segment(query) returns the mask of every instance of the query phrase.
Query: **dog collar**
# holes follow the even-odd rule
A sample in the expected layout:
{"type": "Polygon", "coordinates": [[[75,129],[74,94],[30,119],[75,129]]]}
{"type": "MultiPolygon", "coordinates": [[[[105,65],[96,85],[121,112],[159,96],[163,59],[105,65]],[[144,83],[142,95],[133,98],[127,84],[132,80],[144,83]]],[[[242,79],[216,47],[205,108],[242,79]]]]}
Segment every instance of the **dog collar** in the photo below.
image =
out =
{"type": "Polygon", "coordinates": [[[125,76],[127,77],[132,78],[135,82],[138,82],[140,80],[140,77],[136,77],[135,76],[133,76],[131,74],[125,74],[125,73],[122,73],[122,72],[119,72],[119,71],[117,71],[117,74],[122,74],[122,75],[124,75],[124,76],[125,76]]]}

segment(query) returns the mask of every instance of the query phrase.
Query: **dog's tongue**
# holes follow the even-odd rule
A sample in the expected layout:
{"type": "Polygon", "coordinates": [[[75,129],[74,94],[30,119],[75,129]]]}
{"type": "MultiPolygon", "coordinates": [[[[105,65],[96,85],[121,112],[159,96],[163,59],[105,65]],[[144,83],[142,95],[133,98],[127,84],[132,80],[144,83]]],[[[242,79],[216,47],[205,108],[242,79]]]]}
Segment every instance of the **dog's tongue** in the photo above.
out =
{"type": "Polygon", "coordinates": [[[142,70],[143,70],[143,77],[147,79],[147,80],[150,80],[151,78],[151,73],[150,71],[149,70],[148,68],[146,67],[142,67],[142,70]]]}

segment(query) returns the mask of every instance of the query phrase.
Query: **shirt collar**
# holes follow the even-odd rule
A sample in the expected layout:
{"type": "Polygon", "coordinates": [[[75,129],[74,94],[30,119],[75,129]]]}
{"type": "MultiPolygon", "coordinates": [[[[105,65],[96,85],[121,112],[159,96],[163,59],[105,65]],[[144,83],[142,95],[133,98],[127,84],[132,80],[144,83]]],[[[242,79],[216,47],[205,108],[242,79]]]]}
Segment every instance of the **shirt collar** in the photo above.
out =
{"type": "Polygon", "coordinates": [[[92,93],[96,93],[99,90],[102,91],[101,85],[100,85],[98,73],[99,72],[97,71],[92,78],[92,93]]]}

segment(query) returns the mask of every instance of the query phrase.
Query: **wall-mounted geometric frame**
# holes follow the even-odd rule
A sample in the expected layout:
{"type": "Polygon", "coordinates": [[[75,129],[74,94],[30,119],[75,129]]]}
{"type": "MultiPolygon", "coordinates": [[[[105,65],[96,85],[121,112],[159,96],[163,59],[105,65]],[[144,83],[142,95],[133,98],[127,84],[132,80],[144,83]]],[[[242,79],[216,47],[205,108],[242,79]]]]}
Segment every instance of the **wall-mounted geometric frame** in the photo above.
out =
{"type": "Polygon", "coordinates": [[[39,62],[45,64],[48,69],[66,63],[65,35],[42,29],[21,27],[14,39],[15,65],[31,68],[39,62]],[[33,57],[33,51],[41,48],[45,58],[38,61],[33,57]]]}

═══

Extract each line in the items above that contains the string "collar". Case counts.

Answer to this problem -
Query: **dog collar**
Segment every instance of the **dog collar** in the photo below.
Query: **shirt collar**
Segment every instance of the **shirt collar** in the photo above.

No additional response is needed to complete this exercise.